Can the data below be set down again exactly, line for line?

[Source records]
========================================

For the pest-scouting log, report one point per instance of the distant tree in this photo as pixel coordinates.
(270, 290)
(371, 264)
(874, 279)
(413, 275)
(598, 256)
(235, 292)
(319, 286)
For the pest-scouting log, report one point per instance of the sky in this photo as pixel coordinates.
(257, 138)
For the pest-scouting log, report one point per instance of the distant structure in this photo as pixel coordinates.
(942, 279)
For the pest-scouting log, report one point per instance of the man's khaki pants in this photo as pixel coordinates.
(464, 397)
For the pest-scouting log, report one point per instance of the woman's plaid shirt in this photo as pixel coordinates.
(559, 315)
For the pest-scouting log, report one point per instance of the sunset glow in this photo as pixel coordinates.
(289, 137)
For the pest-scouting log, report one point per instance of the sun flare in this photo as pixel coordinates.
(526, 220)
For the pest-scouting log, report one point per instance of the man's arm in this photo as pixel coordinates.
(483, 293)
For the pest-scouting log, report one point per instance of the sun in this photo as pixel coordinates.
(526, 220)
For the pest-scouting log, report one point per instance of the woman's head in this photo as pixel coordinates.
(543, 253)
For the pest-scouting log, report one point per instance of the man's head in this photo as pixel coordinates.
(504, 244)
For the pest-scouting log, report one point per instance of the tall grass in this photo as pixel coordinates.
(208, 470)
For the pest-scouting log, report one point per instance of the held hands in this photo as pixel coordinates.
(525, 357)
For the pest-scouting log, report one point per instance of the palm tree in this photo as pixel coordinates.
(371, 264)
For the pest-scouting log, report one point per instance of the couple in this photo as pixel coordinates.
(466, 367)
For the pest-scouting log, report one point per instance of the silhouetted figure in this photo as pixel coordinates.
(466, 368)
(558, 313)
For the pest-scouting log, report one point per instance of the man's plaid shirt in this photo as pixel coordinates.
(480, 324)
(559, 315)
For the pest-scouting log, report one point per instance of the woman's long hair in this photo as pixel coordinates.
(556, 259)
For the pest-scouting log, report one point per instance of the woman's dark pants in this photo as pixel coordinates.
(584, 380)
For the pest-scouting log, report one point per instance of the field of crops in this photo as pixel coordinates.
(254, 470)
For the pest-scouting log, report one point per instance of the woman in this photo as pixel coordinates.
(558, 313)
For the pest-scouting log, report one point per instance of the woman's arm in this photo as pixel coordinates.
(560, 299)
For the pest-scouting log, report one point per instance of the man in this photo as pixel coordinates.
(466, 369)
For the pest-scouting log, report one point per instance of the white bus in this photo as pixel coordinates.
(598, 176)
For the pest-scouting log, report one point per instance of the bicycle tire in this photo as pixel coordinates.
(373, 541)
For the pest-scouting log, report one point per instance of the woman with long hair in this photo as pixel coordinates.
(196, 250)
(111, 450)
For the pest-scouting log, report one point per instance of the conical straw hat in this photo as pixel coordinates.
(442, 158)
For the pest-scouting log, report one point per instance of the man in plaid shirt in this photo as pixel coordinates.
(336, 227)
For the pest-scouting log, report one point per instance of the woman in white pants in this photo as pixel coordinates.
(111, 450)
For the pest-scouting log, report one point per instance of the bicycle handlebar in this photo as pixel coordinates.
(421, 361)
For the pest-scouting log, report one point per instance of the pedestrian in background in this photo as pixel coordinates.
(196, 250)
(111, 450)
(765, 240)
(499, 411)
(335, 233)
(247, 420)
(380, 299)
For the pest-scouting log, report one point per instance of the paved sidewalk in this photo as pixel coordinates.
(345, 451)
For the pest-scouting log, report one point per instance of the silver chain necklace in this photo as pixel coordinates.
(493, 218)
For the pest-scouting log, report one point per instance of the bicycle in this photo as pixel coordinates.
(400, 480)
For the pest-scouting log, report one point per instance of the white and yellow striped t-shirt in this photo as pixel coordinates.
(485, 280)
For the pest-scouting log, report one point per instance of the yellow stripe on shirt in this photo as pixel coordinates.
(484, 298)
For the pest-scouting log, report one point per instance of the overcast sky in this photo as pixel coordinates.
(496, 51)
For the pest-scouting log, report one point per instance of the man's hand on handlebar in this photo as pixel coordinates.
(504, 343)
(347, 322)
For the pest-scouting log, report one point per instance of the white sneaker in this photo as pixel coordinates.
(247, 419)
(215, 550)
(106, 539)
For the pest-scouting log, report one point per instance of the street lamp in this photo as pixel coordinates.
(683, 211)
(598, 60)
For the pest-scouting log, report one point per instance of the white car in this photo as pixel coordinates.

========================================

COMPLETE ANSWER:
For the pest-scouting log, report one point per instance of the distant tree in this photo as pixel coordinates.
(270, 290)
(371, 264)
(874, 279)
(413, 275)
(598, 256)
(235, 292)
(319, 286)
For the pest-scouting log, report one point per instance of the sky in this photo as pixel coordinates.
(257, 138)
For the pest-scouting log, report one point per instance of the distant structure in this photo as pixel coordinates.
(942, 279)
For the pest-scouting log, report one point per instance of the man's khaki pants in this photo as pixel coordinates.
(464, 397)
For the pest-scouting log, report one point per instance of the woman's plaid shirt in this photo as pixel coordinates.
(559, 315)
For the pest-scouting log, report one point per instance of the sunset glow in this photo as pixel coordinates.
(289, 137)
For the pest-scouting log, report one point per instance of the sun flare in this photo as pixel coordinates.
(526, 220)
For the pest-scouting log, report one point per instance of the man's arm in this photo as pixel coordinates.
(483, 293)
For the pest-scouting log, report one point per instance of the sun in this photo as pixel coordinates.
(526, 220)
For the pest-scouting log, report one point per instance of the woman's head in this photo as pixel coordinates.
(543, 253)
For the pest-scouting log, report one point per instance of the man's head in this photo as pixel coordinates.
(504, 244)
For the pest-scouting log, report one point per instance of the tall grass in this photo as pixel coordinates.
(208, 470)
For the pest-scouting log, report one point per instance of the held hands in this photo as pixel coordinates.
(525, 357)
For the pest-scouting log, report one point per instance of the palm tree in this photo as pixel coordinates.
(371, 264)
For the pest-scouting log, report one point per instance of the couple in this photo as pixel coordinates.
(466, 367)
For the pest-scouting log, report one point per instance of the silhouetted figure in this photo as pixel coordinates.
(466, 368)
(558, 313)
For the pest-scouting log, report one point per instance of the man's plaid shirt in this photo as pixel coordinates.
(480, 324)
(559, 315)
For the pest-scouting log, report one point per instance of the woman's long hair in this photo as pixel coordinates.
(556, 259)
For the pest-scouting log, report one point per instance of the woman's dark pants in this photo as pixel coordinates.
(584, 380)
For the pest-scouting log, report one point per instance of the field of crops in this photo as pixel coordinates.
(254, 470)
For the pest-scouting log, report one point per instance of the woman in this photo as pixel coordinates.
(558, 313)
For the pest-scouting log, report one point per instance of the woman's arm in this photo as pixel coordinates.
(560, 299)
For the pest-scouting log, report one point per instance of the man in this photo as pixel coordinates.
(466, 369)
For the pest-scouting log, report one point per instance of the white bus in this photo as pixel coordinates.
(598, 176)
For the pest-scouting log, report one point per instance of the bicycle tire in this photo as pixel coordinates.
(373, 541)
For the pest-scouting log, report one point per instance of the woman with long hair in this photo as pixel coordinates.
(196, 250)
(111, 450)
For the pest-scouting log, report one point per instance of the conical straw hat in this photo as pixel coordinates.
(442, 158)
For the pest-scouting log, report one point per instance of the man in plaid shirt in this photo as pixel coordinates.
(336, 227)
For the pest-scouting log, report one point per instance of the woman in white pants in this photo as pixel coordinates.
(111, 450)
For the pest-scouting log, report one point per instance of the bicycle handlebar in this photo as pixel coordinates.
(421, 361)
For the pest-scouting log, report one point per instance of the pedestrian in background in this photo as pixel coordinates.
(196, 250)
(111, 450)
(765, 240)
(499, 411)
(335, 233)
(247, 420)
(380, 299)
For the pest-scouting log, report one point per instance of the paved sidewalk in this photo as pixel coordinates.
(345, 451)
For the pest-scouting log, report one point per instance of the silver chain necklace in this photo as pixel coordinates.
(493, 218)
For the pest-scouting log, report one point per instance of the bicycle in this photo as pixel coordinates.
(400, 480)
For the pest-scouting log, report one point per instance of the white and yellow striped t-shirt in this photo as pixel coordinates.
(485, 280)
For the pest-scouting log, report one point per instance of the yellow stripe on shirt in this photo as pixel coordinates.
(484, 298)
For the pest-scouting log, report one point per instance of the overcast sky in this photo as pixel coordinates.
(496, 51)
For the pest-scouting log, report one point per instance of the man's hand on handlebar in this photo as pixel coordinates.
(504, 343)
(347, 322)
For the pest-scouting log, report one point per instance of the white sneaker in this photo as pixel coordinates.
(247, 419)
(215, 550)
(106, 539)
For the pest-scouting log, report one point per instance of the street lamp in this photo as pixel coordinates.
(683, 211)
(598, 60)
For the pest-scouting log, report one point per instance of the white car in this photo as pixel coordinates.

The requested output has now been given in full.